[EXERCISE OBJECTIVE]: Look through the material below and report every line that includes "peak".

[DATASET]:
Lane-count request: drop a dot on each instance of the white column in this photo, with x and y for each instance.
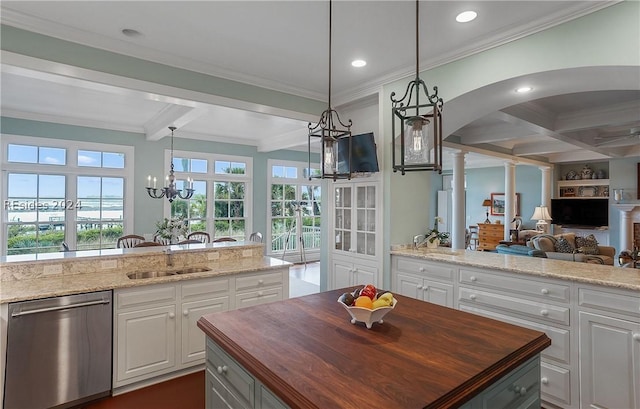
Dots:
(545, 190)
(458, 206)
(509, 196)
(626, 241)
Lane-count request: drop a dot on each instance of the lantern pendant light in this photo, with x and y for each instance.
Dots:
(418, 147)
(335, 137)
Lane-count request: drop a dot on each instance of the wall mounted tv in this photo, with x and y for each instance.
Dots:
(364, 158)
(580, 212)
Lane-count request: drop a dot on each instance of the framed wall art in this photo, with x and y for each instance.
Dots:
(498, 203)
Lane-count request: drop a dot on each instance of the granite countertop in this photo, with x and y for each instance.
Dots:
(597, 274)
(63, 284)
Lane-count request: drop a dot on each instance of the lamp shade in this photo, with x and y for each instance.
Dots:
(541, 213)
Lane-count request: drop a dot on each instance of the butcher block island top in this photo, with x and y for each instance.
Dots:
(306, 351)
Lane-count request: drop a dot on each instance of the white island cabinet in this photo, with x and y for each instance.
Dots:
(156, 334)
(609, 325)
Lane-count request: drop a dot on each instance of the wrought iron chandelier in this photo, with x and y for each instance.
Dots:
(335, 137)
(170, 191)
(419, 145)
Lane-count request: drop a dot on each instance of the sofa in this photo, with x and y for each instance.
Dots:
(568, 247)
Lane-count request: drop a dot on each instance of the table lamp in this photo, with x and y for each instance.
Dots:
(487, 203)
(541, 214)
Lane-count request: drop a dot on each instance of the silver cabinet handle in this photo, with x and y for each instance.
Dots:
(58, 308)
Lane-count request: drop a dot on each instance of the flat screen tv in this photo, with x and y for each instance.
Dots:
(364, 158)
(580, 212)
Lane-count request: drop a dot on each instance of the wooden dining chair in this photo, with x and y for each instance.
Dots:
(256, 236)
(190, 241)
(201, 236)
(148, 244)
(161, 240)
(220, 239)
(128, 241)
(473, 238)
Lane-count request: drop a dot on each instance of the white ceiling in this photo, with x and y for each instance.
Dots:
(283, 45)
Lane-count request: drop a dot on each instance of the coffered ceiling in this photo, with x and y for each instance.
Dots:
(282, 45)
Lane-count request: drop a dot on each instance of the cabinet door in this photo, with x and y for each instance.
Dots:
(610, 362)
(146, 342)
(364, 274)
(408, 285)
(438, 293)
(193, 339)
(341, 272)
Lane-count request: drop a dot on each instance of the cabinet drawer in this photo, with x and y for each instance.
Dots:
(601, 299)
(207, 287)
(545, 312)
(145, 295)
(257, 281)
(555, 383)
(431, 270)
(230, 374)
(517, 390)
(560, 348)
(252, 298)
(550, 291)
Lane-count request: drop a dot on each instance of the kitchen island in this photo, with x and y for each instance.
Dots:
(305, 353)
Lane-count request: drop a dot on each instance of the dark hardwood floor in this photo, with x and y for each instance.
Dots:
(185, 392)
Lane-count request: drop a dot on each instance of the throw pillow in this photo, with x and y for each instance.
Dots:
(588, 245)
(544, 242)
(563, 246)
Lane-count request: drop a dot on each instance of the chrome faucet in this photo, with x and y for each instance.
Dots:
(169, 254)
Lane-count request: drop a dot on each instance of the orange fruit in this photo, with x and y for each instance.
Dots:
(364, 301)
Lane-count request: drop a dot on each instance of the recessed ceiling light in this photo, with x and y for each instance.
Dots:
(466, 16)
(130, 32)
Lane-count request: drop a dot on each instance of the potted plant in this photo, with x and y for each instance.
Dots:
(433, 236)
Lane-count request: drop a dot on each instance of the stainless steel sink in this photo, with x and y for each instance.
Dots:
(190, 270)
(150, 274)
(166, 273)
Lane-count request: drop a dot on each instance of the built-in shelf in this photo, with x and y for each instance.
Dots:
(583, 189)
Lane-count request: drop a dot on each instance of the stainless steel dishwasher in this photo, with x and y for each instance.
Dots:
(59, 351)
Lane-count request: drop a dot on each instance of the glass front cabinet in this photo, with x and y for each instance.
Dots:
(356, 242)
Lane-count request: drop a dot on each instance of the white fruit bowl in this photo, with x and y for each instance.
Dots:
(361, 314)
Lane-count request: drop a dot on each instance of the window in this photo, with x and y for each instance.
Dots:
(220, 204)
(295, 204)
(51, 199)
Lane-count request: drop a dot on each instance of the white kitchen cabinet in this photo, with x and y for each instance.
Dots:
(146, 343)
(349, 272)
(356, 255)
(535, 303)
(609, 328)
(156, 330)
(423, 280)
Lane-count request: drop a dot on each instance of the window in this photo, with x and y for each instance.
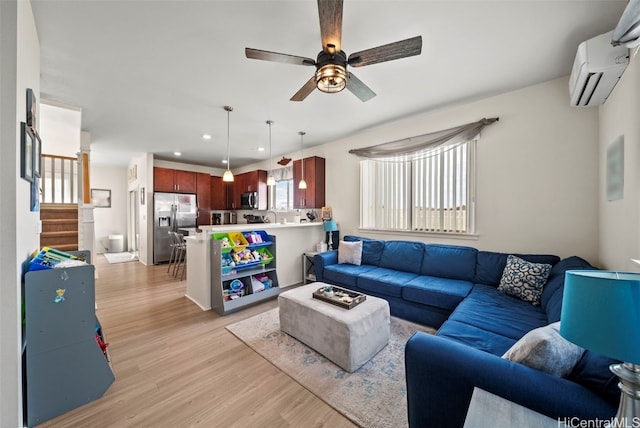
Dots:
(281, 198)
(429, 194)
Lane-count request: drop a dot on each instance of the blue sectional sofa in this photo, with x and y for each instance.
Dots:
(455, 289)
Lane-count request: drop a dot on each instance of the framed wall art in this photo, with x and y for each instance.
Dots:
(26, 152)
(101, 198)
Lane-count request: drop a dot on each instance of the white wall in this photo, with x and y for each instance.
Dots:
(143, 183)
(19, 237)
(620, 220)
(60, 129)
(537, 174)
(113, 220)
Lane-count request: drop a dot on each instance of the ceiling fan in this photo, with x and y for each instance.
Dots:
(331, 64)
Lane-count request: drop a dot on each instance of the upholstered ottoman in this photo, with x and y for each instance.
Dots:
(348, 337)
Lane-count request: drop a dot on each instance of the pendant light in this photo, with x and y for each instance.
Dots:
(228, 176)
(302, 184)
(271, 181)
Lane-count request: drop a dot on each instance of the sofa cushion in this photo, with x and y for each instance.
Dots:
(592, 371)
(544, 349)
(553, 306)
(371, 249)
(383, 281)
(440, 292)
(449, 261)
(487, 308)
(524, 279)
(570, 263)
(350, 252)
(476, 337)
(344, 274)
(491, 265)
(402, 256)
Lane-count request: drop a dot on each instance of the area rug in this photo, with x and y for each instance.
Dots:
(372, 396)
(120, 257)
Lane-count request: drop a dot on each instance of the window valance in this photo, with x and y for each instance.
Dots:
(283, 173)
(425, 145)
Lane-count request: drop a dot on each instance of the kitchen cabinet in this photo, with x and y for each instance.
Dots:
(314, 174)
(174, 180)
(252, 181)
(218, 193)
(203, 195)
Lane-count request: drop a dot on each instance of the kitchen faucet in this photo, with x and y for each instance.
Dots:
(275, 216)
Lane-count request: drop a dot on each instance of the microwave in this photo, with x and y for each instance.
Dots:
(249, 200)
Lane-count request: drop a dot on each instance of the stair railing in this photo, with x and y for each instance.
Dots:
(59, 180)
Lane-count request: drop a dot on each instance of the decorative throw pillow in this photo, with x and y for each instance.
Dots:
(544, 349)
(524, 279)
(350, 252)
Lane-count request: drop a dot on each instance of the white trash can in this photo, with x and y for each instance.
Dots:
(116, 244)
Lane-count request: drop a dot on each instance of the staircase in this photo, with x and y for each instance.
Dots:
(59, 226)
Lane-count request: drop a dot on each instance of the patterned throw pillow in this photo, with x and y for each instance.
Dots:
(544, 349)
(524, 279)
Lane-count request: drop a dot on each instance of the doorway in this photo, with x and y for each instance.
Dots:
(133, 225)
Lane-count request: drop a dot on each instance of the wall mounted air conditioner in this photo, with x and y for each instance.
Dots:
(596, 70)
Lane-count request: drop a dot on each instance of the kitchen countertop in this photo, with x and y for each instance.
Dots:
(257, 226)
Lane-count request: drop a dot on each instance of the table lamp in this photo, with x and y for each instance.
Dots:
(601, 313)
(330, 226)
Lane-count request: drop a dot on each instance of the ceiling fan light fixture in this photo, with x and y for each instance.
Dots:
(302, 184)
(331, 78)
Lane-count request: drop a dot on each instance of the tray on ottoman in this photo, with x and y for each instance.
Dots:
(341, 297)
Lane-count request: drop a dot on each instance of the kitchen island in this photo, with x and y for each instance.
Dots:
(293, 239)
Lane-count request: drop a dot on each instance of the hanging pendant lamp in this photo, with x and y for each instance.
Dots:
(271, 181)
(302, 184)
(228, 176)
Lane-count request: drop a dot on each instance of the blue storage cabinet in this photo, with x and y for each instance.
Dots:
(65, 367)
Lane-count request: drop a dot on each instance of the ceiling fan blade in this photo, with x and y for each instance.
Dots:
(306, 89)
(330, 12)
(277, 57)
(358, 88)
(396, 50)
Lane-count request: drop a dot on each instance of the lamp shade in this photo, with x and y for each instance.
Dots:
(601, 312)
(330, 226)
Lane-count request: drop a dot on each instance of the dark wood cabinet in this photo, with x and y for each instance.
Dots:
(252, 181)
(164, 179)
(203, 195)
(314, 174)
(173, 180)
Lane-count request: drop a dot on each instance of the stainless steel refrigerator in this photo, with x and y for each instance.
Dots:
(171, 212)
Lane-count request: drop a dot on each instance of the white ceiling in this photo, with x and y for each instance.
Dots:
(153, 76)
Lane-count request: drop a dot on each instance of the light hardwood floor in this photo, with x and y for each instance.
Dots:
(177, 366)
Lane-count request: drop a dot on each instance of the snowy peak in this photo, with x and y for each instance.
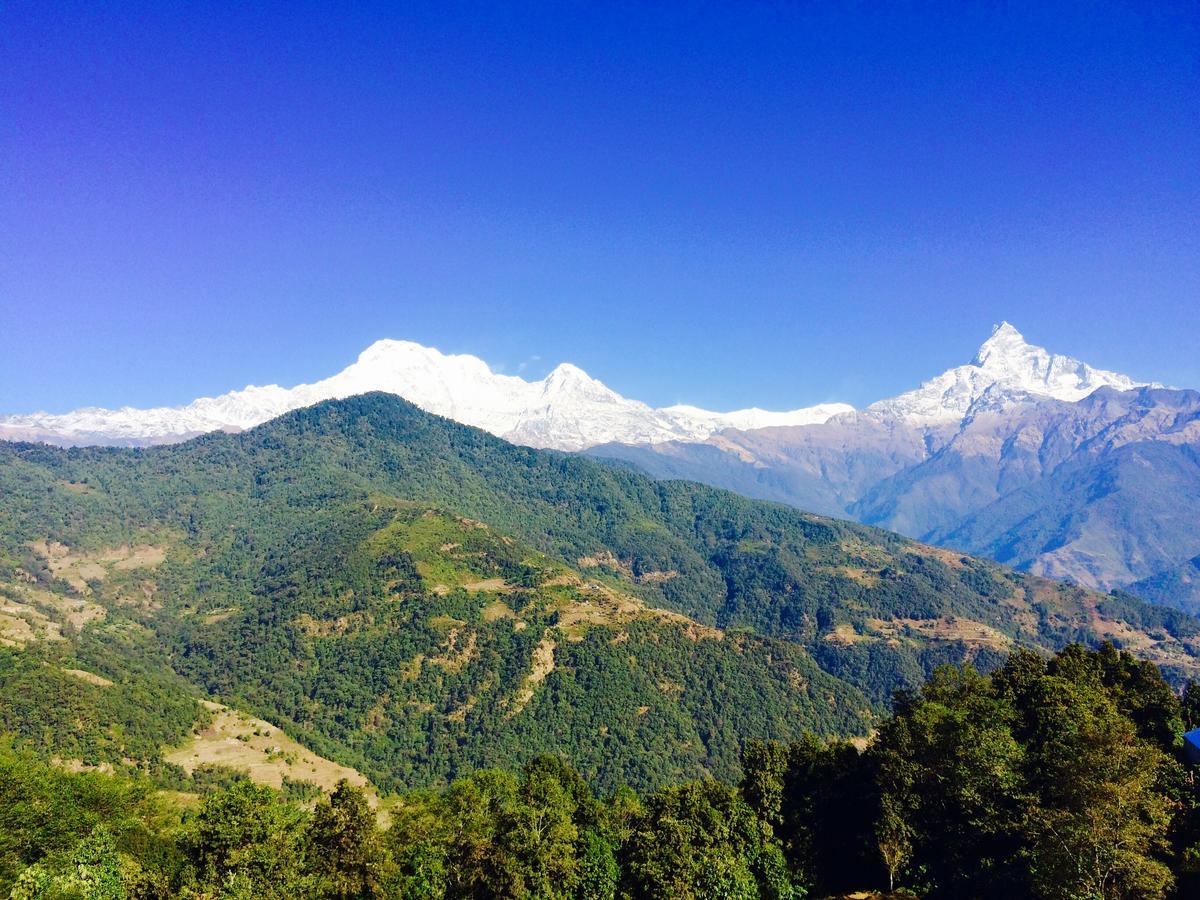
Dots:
(565, 411)
(1007, 371)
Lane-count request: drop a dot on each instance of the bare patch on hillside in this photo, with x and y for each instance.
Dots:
(29, 613)
(263, 751)
(90, 677)
(543, 664)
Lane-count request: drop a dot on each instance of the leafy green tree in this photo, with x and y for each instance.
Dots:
(249, 835)
(347, 853)
(702, 840)
(1102, 822)
(951, 777)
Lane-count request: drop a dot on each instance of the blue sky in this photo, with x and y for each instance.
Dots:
(725, 204)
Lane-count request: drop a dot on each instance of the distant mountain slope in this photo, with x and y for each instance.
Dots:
(409, 597)
(1001, 459)
(567, 409)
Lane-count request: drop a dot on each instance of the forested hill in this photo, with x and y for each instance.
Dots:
(412, 597)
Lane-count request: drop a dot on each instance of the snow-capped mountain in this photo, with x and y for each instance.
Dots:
(565, 411)
(1007, 371)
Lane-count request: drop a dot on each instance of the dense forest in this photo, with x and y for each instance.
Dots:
(1060, 778)
(418, 599)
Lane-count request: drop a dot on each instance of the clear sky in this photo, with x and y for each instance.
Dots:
(724, 204)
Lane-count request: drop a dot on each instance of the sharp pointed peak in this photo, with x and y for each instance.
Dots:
(1003, 342)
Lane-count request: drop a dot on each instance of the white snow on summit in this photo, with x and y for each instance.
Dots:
(1005, 372)
(565, 411)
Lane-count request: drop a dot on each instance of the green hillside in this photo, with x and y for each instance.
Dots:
(415, 598)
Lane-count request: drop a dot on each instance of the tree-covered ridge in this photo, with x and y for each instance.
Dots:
(414, 598)
(1061, 778)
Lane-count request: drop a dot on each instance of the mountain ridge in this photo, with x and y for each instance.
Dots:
(569, 409)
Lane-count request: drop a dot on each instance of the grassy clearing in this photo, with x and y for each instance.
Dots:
(263, 751)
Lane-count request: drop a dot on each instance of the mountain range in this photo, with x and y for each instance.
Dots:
(568, 409)
(1033, 459)
(414, 599)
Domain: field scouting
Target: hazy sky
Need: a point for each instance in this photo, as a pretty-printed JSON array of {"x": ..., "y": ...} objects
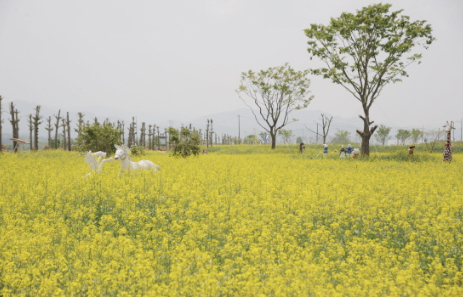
[{"x": 184, "y": 58}]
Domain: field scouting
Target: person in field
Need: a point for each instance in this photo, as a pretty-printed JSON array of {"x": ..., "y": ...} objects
[
  {"x": 342, "y": 153},
  {"x": 349, "y": 150}
]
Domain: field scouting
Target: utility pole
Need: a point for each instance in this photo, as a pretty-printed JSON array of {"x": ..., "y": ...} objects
[{"x": 317, "y": 133}]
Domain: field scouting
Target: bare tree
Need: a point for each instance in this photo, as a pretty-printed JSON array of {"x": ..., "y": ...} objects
[
  {"x": 276, "y": 93},
  {"x": 55, "y": 145},
  {"x": 31, "y": 129},
  {"x": 14, "y": 124},
  {"x": 49, "y": 129},
  {"x": 207, "y": 134},
  {"x": 80, "y": 123},
  {"x": 37, "y": 117},
  {"x": 68, "y": 124},
  {"x": 63, "y": 124},
  {"x": 433, "y": 137},
  {"x": 142, "y": 135},
  {"x": 325, "y": 128}
]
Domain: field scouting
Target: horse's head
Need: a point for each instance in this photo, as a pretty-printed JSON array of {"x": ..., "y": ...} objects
[
  {"x": 122, "y": 151},
  {"x": 99, "y": 154}
]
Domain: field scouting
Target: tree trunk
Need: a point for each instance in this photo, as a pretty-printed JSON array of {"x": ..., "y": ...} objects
[
  {"x": 366, "y": 134},
  {"x": 64, "y": 134},
  {"x": 274, "y": 139},
  {"x": 31, "y": 143},
  {"x": 68, "y": 123},
  {"x": 56, "y": 131}
]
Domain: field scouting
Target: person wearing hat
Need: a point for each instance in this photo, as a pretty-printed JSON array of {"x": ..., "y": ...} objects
[
  {"x": 349, "y": 150},
  {"x": 342, "y": 154}
]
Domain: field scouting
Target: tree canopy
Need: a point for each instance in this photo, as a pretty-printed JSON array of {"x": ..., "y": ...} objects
[
  {"x": 275, "y": 92},
  {"x": 365, "y": 51}
]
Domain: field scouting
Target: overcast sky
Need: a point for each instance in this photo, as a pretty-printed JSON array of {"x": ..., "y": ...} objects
[{"x": 184, "y": 58}]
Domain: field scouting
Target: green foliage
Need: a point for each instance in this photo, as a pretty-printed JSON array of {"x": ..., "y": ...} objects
[
  {"x": 402, "y": 135},
  {"x": 136, "y": 150},
  {"x": 341, "y": 136},
  {"x": 98, "y": 137},
  {"x": 276, "y": 92},
  {"x": 186, "y": 143},
  {"x": 382, "y": 134},
  {"x": 365, "y": 51},
  {"x": 372, "y": 41}
]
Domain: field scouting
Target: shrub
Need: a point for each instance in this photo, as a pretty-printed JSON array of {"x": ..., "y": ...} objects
[
  {"x": 98, "y": 137},
  {"x": 185, "y": 144}
]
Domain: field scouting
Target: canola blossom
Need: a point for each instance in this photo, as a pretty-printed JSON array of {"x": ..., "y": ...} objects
[{"x": 276, "y": 224}]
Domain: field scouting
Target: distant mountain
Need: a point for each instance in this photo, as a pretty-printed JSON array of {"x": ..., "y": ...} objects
[{"x": 238, "y": 122}]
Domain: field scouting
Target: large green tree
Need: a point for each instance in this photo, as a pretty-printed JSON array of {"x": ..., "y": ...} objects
[
  {"x": 403, "y": 135},
  {"x": 365, "y": 51},
  {"x": 275, "y": 93}
]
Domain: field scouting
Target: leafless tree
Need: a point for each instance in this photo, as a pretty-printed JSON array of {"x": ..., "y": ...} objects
[
  {"x": 433, "y": 137},
  {"x": 49, "y": 129},
  {"x": 31, "y": 129},
  {"x": 68, "y": 124},
  {"x": 326, "y": 122},
  {"x": 37, "y": 117},
  {"x": 63, "y": 124},
  {"x": 14, "y": 124},
  {"x": 55, "y": 145}
]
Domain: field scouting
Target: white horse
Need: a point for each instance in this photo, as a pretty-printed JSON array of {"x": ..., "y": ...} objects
[
  {"x": 94, "y": 161},
  {"x": 122, "y": 155}
]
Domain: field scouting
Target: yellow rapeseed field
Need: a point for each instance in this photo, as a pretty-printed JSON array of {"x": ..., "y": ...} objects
[{"x": 278, "y": 224}]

[SOLUTION]:
Lane-count request: drop a dot on each instance of the snowy peak in this photo, with x and y for each instance.
Lane-count request: drop a dot on each instance of the sharp pointed peak in this photo, with x and y for each instance.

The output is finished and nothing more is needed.